### TASK TO CARRY OUT
Could you transcribe, word for word, the stretch of the records running from the line containing "pixel 1150 384." through the line containing "pixel 862 330"?

=== DATASET ===

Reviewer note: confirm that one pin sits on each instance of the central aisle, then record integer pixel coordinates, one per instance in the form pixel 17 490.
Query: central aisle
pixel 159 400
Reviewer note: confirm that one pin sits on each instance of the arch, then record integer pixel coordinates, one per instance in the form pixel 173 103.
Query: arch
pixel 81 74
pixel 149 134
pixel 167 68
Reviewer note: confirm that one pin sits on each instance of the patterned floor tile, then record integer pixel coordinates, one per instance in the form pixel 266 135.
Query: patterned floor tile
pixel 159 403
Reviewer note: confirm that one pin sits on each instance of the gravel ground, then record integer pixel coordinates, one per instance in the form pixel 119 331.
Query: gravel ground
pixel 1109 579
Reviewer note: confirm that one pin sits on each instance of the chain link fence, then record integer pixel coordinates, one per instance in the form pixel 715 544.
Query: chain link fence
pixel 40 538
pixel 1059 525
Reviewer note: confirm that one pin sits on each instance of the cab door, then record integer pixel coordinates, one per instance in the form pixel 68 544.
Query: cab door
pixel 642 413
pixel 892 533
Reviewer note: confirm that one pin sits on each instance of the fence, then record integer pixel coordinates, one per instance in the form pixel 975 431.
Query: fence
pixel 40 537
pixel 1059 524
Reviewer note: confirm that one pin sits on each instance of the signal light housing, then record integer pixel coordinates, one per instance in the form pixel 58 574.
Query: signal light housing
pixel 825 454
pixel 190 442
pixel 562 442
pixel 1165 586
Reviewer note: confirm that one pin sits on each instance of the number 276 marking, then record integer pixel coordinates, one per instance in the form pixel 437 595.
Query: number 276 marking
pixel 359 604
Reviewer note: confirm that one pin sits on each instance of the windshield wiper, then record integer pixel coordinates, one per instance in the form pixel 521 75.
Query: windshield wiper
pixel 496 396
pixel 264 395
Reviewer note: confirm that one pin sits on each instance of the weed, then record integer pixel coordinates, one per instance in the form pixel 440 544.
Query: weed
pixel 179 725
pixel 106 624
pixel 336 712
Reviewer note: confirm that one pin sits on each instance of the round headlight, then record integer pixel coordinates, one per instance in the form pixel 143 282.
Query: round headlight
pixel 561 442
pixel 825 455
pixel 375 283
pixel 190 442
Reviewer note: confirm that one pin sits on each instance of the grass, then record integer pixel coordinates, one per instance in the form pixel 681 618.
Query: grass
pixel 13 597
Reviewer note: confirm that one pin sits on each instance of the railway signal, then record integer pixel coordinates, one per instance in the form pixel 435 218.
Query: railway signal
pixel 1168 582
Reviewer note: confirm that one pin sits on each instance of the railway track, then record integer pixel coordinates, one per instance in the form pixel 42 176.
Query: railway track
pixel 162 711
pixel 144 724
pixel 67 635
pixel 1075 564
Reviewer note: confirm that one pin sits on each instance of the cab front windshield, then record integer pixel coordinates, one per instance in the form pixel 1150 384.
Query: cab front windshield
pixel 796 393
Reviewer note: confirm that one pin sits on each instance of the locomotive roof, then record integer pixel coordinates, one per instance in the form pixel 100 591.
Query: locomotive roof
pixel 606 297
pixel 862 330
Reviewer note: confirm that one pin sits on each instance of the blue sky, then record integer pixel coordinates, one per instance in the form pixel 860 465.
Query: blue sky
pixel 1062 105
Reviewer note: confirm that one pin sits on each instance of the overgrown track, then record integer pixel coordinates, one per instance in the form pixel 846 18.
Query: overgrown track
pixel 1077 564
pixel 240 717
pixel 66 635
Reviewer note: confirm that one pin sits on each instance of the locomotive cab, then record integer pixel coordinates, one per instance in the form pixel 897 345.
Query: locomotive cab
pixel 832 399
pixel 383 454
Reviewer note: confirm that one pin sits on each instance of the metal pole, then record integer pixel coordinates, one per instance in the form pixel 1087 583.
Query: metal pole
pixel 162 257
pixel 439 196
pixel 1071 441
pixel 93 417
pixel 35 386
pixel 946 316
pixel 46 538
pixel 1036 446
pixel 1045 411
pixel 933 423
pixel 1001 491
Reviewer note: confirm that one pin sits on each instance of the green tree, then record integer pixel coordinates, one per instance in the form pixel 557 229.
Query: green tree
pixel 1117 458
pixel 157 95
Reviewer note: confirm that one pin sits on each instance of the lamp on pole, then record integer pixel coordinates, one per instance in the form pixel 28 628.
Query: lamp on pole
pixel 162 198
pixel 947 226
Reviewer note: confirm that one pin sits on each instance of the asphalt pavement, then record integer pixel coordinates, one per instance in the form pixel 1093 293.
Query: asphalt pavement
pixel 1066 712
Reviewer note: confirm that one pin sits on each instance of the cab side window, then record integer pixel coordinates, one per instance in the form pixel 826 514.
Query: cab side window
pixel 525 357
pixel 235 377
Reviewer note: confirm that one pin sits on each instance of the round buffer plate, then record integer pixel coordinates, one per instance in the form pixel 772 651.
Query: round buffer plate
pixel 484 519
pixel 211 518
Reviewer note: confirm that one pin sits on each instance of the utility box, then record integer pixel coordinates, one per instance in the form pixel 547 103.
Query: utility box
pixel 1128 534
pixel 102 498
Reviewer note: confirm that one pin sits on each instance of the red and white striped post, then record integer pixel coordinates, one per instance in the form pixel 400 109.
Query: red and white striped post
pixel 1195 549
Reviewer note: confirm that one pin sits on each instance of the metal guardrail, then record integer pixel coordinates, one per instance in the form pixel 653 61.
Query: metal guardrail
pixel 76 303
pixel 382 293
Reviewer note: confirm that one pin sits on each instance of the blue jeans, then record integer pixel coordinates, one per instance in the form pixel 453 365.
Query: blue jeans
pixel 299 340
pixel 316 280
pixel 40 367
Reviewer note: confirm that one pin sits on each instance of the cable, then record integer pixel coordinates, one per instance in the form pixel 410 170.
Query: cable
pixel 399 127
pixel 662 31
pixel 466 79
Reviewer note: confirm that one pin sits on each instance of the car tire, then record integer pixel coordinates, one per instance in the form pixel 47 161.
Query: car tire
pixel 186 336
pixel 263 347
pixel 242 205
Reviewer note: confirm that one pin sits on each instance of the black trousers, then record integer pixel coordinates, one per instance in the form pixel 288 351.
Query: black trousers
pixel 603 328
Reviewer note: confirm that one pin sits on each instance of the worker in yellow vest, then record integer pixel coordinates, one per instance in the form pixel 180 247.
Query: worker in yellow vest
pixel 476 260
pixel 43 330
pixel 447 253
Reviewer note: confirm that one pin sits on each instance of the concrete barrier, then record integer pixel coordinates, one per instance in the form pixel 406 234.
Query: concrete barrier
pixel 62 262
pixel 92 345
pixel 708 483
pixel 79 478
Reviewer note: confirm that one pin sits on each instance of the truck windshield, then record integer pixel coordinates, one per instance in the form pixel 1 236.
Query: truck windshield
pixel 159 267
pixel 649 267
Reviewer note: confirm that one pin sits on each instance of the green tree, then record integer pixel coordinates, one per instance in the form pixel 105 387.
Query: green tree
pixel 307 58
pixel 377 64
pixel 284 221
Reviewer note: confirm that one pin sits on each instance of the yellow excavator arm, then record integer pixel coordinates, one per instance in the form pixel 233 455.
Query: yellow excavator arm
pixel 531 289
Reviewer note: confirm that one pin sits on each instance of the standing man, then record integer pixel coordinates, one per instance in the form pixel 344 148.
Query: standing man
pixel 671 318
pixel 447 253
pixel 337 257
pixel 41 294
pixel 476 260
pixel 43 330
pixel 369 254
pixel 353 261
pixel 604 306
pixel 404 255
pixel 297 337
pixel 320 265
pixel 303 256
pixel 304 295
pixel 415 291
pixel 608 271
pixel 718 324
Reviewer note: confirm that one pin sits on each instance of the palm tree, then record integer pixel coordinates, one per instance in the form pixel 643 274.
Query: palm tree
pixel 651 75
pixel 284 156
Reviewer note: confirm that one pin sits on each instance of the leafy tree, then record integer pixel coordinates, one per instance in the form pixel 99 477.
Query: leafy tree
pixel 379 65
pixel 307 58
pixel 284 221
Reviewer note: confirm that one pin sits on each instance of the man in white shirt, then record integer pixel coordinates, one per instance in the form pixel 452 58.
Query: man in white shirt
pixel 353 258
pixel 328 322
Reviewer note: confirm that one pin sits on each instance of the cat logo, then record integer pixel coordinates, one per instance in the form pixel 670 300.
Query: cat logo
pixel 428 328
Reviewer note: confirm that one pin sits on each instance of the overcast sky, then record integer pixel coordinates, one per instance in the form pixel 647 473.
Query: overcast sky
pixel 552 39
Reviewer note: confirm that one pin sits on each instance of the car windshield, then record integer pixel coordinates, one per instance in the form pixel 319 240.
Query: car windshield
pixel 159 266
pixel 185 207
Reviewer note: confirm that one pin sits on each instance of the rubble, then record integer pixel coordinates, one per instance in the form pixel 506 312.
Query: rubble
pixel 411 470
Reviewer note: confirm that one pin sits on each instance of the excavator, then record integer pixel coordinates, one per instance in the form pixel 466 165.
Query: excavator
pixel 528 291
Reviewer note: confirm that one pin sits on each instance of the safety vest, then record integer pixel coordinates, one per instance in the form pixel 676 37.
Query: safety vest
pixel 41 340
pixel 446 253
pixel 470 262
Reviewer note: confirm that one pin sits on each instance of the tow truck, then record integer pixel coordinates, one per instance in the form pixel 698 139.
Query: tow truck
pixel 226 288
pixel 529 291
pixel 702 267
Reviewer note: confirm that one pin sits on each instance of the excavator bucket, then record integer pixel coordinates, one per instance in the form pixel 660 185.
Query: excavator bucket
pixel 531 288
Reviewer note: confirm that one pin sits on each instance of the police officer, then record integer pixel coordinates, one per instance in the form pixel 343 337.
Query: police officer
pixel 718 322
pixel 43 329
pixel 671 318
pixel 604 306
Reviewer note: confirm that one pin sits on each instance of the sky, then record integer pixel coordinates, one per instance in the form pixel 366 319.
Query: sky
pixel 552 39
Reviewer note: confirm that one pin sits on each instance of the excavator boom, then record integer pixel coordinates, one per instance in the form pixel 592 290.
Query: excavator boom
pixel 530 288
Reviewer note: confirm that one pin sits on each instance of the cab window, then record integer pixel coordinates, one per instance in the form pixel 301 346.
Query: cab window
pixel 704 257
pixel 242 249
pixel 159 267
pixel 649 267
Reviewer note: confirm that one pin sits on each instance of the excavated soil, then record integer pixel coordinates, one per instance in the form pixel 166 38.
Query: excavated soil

===

### TASK SOLUTION
Reviewer note: confirm that one pin sits on each instance of the cab front windshield, then record integer pixel coordinates, one per instance in the form pixel 1150 384.
Query: cab front windshield
pixel 796 393
Reviewer note: confirm that one pin sits on each instance of the locomotive roof, then record integer pixel coordinates, one per instance in the form pixel 100 591.
Query: locomotive roof
pixel 606 297
pixel 862 330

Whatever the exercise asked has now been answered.